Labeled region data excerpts
================================
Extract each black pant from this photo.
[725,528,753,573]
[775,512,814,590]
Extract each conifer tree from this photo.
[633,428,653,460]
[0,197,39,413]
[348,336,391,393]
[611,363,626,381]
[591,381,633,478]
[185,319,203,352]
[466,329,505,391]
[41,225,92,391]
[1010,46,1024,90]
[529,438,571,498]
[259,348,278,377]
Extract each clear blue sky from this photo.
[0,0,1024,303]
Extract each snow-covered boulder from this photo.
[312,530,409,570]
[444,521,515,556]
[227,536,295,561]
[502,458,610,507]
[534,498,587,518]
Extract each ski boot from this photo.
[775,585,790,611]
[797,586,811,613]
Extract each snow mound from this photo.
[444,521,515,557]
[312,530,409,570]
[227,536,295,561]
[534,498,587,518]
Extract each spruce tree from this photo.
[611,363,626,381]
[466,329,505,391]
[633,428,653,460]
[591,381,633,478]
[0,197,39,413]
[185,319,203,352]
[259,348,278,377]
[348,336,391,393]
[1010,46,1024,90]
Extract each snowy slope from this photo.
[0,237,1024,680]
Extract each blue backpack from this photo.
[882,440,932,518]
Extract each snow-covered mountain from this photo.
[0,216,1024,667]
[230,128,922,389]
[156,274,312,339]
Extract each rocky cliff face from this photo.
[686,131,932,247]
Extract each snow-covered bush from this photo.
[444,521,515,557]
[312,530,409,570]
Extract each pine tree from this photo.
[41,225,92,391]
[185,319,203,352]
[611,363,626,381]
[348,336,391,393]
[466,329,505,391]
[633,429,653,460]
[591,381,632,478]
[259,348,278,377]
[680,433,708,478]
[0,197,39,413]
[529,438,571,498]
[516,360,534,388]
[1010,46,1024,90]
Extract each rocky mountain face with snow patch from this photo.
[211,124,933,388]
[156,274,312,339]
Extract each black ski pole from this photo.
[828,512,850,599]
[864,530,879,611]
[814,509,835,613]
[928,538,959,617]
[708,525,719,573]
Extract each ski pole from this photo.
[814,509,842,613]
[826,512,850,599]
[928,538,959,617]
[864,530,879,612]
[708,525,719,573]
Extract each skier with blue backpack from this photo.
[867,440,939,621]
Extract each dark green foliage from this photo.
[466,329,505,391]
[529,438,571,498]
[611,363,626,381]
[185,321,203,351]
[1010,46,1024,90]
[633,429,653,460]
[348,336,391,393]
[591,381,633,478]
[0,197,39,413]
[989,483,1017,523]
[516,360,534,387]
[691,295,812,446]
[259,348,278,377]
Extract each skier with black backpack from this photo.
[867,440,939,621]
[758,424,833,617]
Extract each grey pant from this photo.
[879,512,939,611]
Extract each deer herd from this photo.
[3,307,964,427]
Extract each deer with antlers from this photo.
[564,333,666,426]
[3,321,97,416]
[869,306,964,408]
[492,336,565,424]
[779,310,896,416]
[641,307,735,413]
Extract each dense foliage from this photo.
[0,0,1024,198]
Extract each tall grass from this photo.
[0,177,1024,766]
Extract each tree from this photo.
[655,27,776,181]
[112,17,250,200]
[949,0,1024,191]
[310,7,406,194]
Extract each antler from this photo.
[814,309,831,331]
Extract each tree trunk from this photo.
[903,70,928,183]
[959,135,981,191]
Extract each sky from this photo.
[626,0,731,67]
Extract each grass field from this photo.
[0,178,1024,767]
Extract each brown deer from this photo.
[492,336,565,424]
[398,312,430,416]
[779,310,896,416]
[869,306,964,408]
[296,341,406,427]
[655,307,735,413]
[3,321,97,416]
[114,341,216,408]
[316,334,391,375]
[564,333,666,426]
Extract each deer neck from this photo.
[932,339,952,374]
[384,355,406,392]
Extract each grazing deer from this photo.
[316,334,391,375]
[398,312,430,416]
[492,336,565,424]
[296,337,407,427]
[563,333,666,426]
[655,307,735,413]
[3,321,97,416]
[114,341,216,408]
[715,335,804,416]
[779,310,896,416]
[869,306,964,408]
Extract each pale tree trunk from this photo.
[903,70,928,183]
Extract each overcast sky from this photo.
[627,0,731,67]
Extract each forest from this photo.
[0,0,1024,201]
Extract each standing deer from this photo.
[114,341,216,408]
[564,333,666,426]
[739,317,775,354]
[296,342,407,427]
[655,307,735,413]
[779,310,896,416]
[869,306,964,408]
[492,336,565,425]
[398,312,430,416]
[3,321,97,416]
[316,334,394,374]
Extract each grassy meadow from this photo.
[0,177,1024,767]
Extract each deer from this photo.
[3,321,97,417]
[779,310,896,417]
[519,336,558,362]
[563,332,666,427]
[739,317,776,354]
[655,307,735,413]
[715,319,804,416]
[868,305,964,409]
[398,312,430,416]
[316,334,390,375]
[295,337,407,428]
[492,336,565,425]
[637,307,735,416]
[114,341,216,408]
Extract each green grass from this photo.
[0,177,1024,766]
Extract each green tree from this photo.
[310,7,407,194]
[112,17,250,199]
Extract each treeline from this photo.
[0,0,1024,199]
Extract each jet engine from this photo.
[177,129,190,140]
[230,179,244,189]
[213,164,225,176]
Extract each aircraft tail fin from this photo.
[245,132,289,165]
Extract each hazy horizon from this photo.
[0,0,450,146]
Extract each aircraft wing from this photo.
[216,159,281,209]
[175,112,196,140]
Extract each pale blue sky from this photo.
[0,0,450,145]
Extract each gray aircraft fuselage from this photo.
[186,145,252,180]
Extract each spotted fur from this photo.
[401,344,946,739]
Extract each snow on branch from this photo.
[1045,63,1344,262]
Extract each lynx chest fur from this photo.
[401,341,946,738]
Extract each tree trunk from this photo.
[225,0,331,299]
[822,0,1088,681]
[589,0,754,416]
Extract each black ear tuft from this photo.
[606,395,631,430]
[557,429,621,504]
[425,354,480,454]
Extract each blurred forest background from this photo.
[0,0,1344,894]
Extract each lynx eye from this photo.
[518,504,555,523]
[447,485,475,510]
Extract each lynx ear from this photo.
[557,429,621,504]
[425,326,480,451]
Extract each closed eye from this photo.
================================
**Request:**
Can you rewrite every one of the items above as a numbered list, dropping any blank lines?

**Completed task:**
1. Extract each black pant from this photo.
2. [725,528,753,573]
3. [775,512,814,590]
4. Extract each conifer tree from this photo.
5. [633,428,653,460]
6. [0,197,39,413]
7. [348,336,391,393]
8. [611,363,626,381]
9. [591,381,633,478]
10. [185,319,203,352]
11. [466,329,505,391]
12. [41,225,92,391]
13. [1010,46,1024,90]
14. [529,438,571,498]
15. [259,348,278,377]
16. Extract each clear blue sky from this photo.
17. [0,0,1024,303]
18. Extract each snow-covered boulder from this photo.
19. [312,530,409,570]
20. [444,521,515,556]
21. [227,536,295,561]
22. [502,458,610,507]
23. [534,498,587,518]
24. Extract each ski boot from this photo.
25. [775,585,790,611]
26. [797,586,811,613]
27. Extract each snow mound from this photo.
28. [444,521,515,557]
29. [312,530,409,570]
30. [227,536,295,561]
31. [534,498,587,518]
32. Extract each spruce tree from this photo.
33. [611,363,626,381]
34. [466,329,505,391]
35. [633,428,653,460]
36. [591,381,633,478]
37. [0,197,39,413]
38. [185,319,203,352]
39. [259,348,278,377]
40. [348,336,391,393]
41. [1010,46,1024,90]
42. Extract each snowy slope from this photo.
43. [0,237,1024,680]
44. Extract each blue backpack from this photo.
45. [882,440,932,518]
46. Extract each snow-covered mountain from this photo.
47. [0,216,1024,667]
48. [230,128,922,389]
49. [156,274,312,339]
50. Extract each rocky cliff face from this photo.
51. [686,131,932,247]
52. Extract each snow-covered bush from this photo.
53. [444,521,515,557]
54. [312,530,409,570]
55. Extract each pine tree from this photo.
56. [41,225,92,391]
57. [185,319,203,352]
58. [611,363,626,381]
59. [348,336,391,393]
60. [466,329,505,391]
61. [633,429,653,460]
62. [591,381,632,478]
63. [259,348,278,377]
64. [680,433,708,478]
65. [0,197,39,413]
66. [529,438,571,498]
67. [516,360,534,388]
68. [1010,46,1024,90]
69. Extract each rocky mountain face with snow patch from this photo.
70. [211,124,933,388]
71. [156,274,312,339]
72. Extract each black ski pole from this photo.
73. [828,512,850,599]
74. [864,530,879,611]
75. [814,509,835,613]
76. [928,538,959,617]
77. [708,525,719,573]
78. Extract each ski pole from this photo.
79. [814,509,842,613]
80. [826,512,850,599]
81. [928,538,959,617]
82. [864,530,879,612]
83. [708,525,719,573]
84. Extract each skier with blue backpack from this photo.
85. [867,440,939,621]
86. Extract each dark green foliage from this photo.
87. [466,329,505,391]
88. [529,438,571,498]
89. [611,363,626,381]
90. [185,321,203,351]
91. [1010,46,1024,90]
92. [633,429,653,460]
93. [348,336,391,393]
94. [591,381,633,478]
95. [0,197,39,413]
96. [989,483,1017,523]
97. [516,360,534,387]
98. [691,295,812,446]
99. [259,348,278,377]
100. Extract each skier with black backpack from this photo.
101. [867,440,939,621]
102. [758,424,833,617]
103. Extract each grey pant from this photo.
104. [879,512,939,611]
105. Extract each deer herd from this photo.
106. [3,307,964,427]
107. Extract each deer with antlers from this photo.
108. [564,333,666,426]
109. [3,321,97,416]
110. [869,306,964,408]
111. [492,336,565,424]
112. [779,310,896,416]
113. [641,307,735,413]
114. Extract each dense foliage from this photo.
115. [0,0,1024,198]
116. Extract each tall grass from this photo.
117. [0,177,1024,766]
118. Extract each tree from this photo.
119. [655,27,776,181]
120. [112,17,250,200]
121. [949,0,1024,191]
122. [310,7,406,194]
123. Extract each antler from this photo.
124. [814,309,831,331]
125. Extract each tree trunk from this photo.
126. [903,70,928,183]
127. [959,135,981,191]
128. Extract each sky from this photo.
129. [626,0,731,67]
130. Extract each grass field from this photo.
131. [0,178,1024,767]
132. Extract each brown deer from this photo.
133. [492,336,565,424]
134. [398,312,430,416]
135. [779,310,896,416]
136. [869,306,964,408]
137. [296,341,406,427]
138. [655,307,735,413]
139. [3,321,97,416]
140. [114,341,216,408]
141. [316,334,391,375]
142. [564,333,666,426]
143. Extract each deer neck from this photo.
144. [932,339,952,374]
145. [384,355,406,392]
146. Extract each grazing deer from this photo.
147. [316,334,391,375]
148. [398,312,430,416]
149. [492,336,565,424]
150. [296,337,407,427]
151. [563,333,666,426]
152. [655,307,735,413]
153. [3,321,97,416]
154. [114,341,216,408]
155. [715,335,804,416]
156. [779,310,896,416]
157. [869,306,964,408]
158. Extract each pale tree trunk from this photo.
159. [903,70,928,183]
160. Extract each overcast sky from this photo.
161. [627,0,731,67]
162. Extract each forest from this photo.
163. [0,0,1024,201]
164. Extract each standing deer from this photo.
165. [114,341,216,408]
166. [564,333,666,426]
167. [739,317,775,354]
168. [296,342,407,427]
169. [655,307,735,413]
170. [779,310,896,416]
171. [869,306,964,408]
172. [492,336,565,425]
173. [398,312,430,416]
174. [3,321,97,416]
175. [316,334,394,374]
176. Extract each grassy meadow from this photo.
177. [0,177,1024,767]
178. Extract each deer from this photo.
179. [3,321,97,417]
180. [779,310,896,417]
181. [519,336,558,362]
182. [563,332,666,427]
183. [739,317,776,354]
184. [655,307,735,413]
185. [715,319,804,416]
186. [868,305,964,409]
187. [398,312,430,416]
188. [316,334,390,375]
189. [295,337,407,428]
190. [492,336,565,425]
191. [637,307,735,416]
192. [114,341,216,408]
193. Extract each green grass from this photo.
194. [0,177,1024,766]
195. Extract each green tree from this photo.
196. [310,7,407,194]
197. [112,17,250,199]
198. Extract each treeline from this photo.
199. [0,0,1024,199]
200. Extract each jet engine from this photo.
201. [177,129,190,140]
202. [230,179,244,189]
203. [213,164,225,176]
204. Extract each aircraft tail fin from this photo.
205. [245,132,289,165]
206. Extract each hazy horizon from this photo.
207. [0,0,450,146]
208. Extract each aircraft wing from this photo.
209. [216,159,281,209]
210. [175,112,196,140]
211. Extract each pale blue sky from this photo.
212. [0,0,450,145]
213. Extract each gray aircraft fuselage from this photo.
214. [186,145,252,180]
215. Extract each spotted fur from this photo.
216. [401,344,946,739]
217. Extract each snow on branch from this photo.
218. [1045,63,1344,262]
219. Extract each lynx chest fur from this photo.
220. [401,341,946,738]
221. Extract each tree trunk from this photo.
222. [225,0,331,299]
223. [822,0,1088,681]
224. [589,0,754,416]
225. Extract each black ear tuft from this photo.
226. [606,395,631,430]
227. [557,429,621,504]
228. [425,354,480,454]
229. Extract each blurred forest background from this photo.
230. [0,0,1344,894]
231. Extract each lynx eye from this photo.
232. [518,504,555,523]
233. [447,485,475,510]
234. Extract each lynx ear from this photo.
235. [557,429,621,504]
236. [425,326,480,451]
237. Extract each closed eye from this photo.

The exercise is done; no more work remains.